──────── EXTRAIT RETENU
Dans la région de Mopti, désertée par le pouvoir central, des groupes islamistes occupent le terrain en creusant un fossé entre deux ethnies. En réponse, l’armée malienne se livre à des exactions contre les Peuls, au risque de pousser certains à basculer du côté des fondamentalistes.
Le territoire du Mali a une forme de papillon. En son centre exact, entre les deux ailes asymétriques, là où la carte se rétrécit, se trouve Mopti, à la confluence des fleuves Niger et Bani. Le soir venu, des dizaines de pinasses en croissant de lune s’alignent perpendiculairement à la rive. Mopti, qu’on dit fondée par les Bozos, le peuple de l’eau, était il y a dix ans une des villes les plus visitées du pays. L’odeur de poisson séché demeure, mais les petits hôtels du port et les restaurants pour touristes ont fermé. Cette année, la région est devenue l’épicentre des violences qui déchirent le Mali. Des centaines d’habitants y ont perdu la vie dans des attentats, des assassinats ciblés, des exécutions sommaires ou des règlements de comptes intercommunautaires.
L’accord de paix signé à Alger en 2015 entre le gouvernement et les ex-rebelles du Nord-Mali ne concerne pas le centre du pays. Ici, pas de groupes séparatistes, ni de forces militaires organisées. Aucun soldat français de l’opération Barkhane, et très peu de Casques bleus. On retrouve cependant deux points communs avec les terres du septentrion : l’absence de l’Etat et la présence de cellules jihadistes actives (les deux étant liées). Depuis plusieurs années, les salles de classe sont fermées dans la plupart des villages. Les enseignants, les juges, et les fonctionnaires ont fui la région. Dans le même temps, des bandes se réclamant du jihad et obéissant au prêcheur local Amadou Koufa (qui a prêté allégeance au leader touareg Iyad ag-Ghaly et à Al-Qaeda) se sont implantées dans la brousse.
«Menaces»
«Ils ont commencé par sensibiliser les bergers. On savait qu’il se passait quelque chose, ils rôdaient autour du village, lançaient des menaces. Et puis un jour, en septembre, ils sont arrivés à une quinzaine après la prière du crépuscule, avec des armes. Ils nous ont dit de rester dans la mosquée et ils ont fermé les portes», raconte Gourro Diallo, 43 ans. Depuis les berges de Mopti, on aperçoit les premières maisons jaunes de son village, Nantaka, de l’autre côté du fleuve Niger. Gourro Diallo en est le chef depuis 2001. Il avait 26 ans quand il a «reçu le pouvoir» après son père, son grand-père et son arrière-grand-père.
────────────────
──────── DOCUMENTS FOURNIS
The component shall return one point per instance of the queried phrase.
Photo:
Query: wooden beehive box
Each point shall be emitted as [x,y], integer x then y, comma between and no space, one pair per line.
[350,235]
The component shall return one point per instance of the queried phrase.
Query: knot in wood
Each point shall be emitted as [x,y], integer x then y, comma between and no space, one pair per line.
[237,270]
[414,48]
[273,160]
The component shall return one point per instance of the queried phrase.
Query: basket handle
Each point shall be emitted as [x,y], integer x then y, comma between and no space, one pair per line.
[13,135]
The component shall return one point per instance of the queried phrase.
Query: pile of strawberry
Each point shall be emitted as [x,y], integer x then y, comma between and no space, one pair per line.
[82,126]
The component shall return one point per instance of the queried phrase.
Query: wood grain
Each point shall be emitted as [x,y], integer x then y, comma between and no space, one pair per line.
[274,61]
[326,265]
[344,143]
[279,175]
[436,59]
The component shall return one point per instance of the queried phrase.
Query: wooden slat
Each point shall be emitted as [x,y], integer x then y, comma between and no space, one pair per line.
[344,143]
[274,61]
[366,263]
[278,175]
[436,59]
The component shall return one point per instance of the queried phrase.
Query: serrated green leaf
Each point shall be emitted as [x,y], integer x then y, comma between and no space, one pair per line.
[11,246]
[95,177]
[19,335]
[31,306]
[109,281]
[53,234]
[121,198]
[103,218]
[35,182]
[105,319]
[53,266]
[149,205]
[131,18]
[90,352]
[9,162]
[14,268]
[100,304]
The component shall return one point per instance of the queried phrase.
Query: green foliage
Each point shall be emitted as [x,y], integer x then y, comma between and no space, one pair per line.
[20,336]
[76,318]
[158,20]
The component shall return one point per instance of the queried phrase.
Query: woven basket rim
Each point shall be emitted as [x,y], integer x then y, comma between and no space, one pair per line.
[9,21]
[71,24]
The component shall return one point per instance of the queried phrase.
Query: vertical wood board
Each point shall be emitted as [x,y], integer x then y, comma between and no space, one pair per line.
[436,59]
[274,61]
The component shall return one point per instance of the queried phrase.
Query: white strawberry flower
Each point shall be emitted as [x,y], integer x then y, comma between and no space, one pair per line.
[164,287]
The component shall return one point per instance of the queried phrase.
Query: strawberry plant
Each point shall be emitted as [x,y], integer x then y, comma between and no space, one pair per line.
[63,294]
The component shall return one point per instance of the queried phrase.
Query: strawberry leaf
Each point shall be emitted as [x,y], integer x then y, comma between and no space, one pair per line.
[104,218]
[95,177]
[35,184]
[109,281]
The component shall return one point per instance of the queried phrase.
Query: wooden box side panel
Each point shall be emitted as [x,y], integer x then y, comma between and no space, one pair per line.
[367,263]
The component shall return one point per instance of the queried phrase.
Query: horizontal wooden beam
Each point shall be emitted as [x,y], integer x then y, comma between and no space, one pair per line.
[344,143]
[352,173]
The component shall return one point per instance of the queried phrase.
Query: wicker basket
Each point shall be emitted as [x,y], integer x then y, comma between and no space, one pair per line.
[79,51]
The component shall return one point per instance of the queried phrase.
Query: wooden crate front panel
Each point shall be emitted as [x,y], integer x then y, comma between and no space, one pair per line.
────────────────
» CONSIGNES À SUIVRE
(1) Restituez le passage sur Mopti entre « L’accord de paix » et « dans la brousse. », ces deux bornes comprises.
(2) Rassemblez toutes les lignes de la liste qui contiennent la chaîne « strawberry », en tenant compte de la casse.
Le passage sur Mopti et la liste n'ont aucun lien entre eux.

» RÉPONSES COMPLÈTES
(1)
L’accord de paix signé à Alger en 2015 entre le gouvernement et les ex-rebelles du Nord-Mali ne concerne pas le centre du pays. Ici, pas de groupes séparatistes, ni de forces militaires organisées. Aucun soldat français de l’opération Barkhane, et très peu de Casques bleus. On retrouve cependant deux points communs avec les terres du septentrion : l’absence de l’Etat et la présence de cellules jihadistes actives (les deux étant liées). Depuis plusieurs années, les salles de classe sont fermées dans la plupart des villages. Les enseignants, les juges, et les fonctionnaires ont fui la région. Dans le même temps, des bandes se réclamant du jihad et obéissant au prêcheur local Amadou Koufa (qui a prêté allégeance au leader touareg Iyad ag-Ghaly et à Al-Qaeda) se sont implantées dans la brousse.

(2)
Query: pile of strawberry
Query: white strawberry flower
Query: strawberry plant
Query: strawberry leaf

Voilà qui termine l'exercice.